[Point annotation records]
━━━━

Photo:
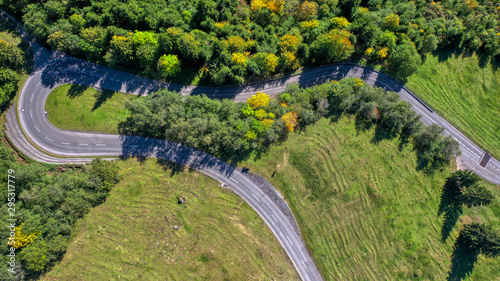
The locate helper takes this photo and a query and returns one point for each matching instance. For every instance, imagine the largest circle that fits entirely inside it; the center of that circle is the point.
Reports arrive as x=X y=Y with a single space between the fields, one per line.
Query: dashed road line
x=274 y=218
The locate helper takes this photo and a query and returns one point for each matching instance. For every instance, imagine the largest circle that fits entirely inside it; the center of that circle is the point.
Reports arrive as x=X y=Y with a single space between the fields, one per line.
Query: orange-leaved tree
x=290 y=120
x=258 y=100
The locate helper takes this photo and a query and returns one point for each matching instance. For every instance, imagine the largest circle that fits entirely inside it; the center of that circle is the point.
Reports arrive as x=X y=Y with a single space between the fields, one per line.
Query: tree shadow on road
x=102 y=97
x=76 y=91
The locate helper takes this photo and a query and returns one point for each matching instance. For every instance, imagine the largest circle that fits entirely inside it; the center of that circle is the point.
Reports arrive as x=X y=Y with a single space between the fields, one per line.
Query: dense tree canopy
x=47 y=206
x=208 y=33
x=228 y=129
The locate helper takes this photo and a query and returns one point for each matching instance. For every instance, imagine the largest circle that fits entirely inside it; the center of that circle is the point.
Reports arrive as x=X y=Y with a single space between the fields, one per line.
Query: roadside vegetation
x=15 y=63
x=79 y=108
x=46 y=201
x=132 y=237
x=233 y=131
x=465 y=90
x=241 y=41
x=367 y=212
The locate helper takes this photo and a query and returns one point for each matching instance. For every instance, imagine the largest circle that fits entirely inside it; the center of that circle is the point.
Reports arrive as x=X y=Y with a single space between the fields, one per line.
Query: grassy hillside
x=464 y=93
x=80 y=108
x=131 y=235
x=365 y=211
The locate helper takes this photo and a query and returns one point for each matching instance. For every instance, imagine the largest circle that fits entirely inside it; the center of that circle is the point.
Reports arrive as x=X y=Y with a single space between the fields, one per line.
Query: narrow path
x=53 y=68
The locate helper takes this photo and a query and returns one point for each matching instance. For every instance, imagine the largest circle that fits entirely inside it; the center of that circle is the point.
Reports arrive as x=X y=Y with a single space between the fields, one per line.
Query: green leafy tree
x=433 y=148
x=169 y=65
x=482 y=238
x=334 y=46
x=405 y=60
x=107 y=171
x=35 y=255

━━━━

:: Directive ::
Arrange the lines as a JSON list of strings, one string per line with blank lines skipped, starting at the very first line and ending at the line containing "x=274 y=218". Leave the pictures out.

:: The solution ::
[
  "Photo:",
  "The locate helper takes this photo and a query and returns one point for each matching instance. For every instance, imagine the largest circle that fits entirely inside it; the center of that circle is the point.",
  "Reports arrive as x=X y=Y with a single space between the fields, one per line.",
  "Query: dashed road line",
  "x=274 y=218"
]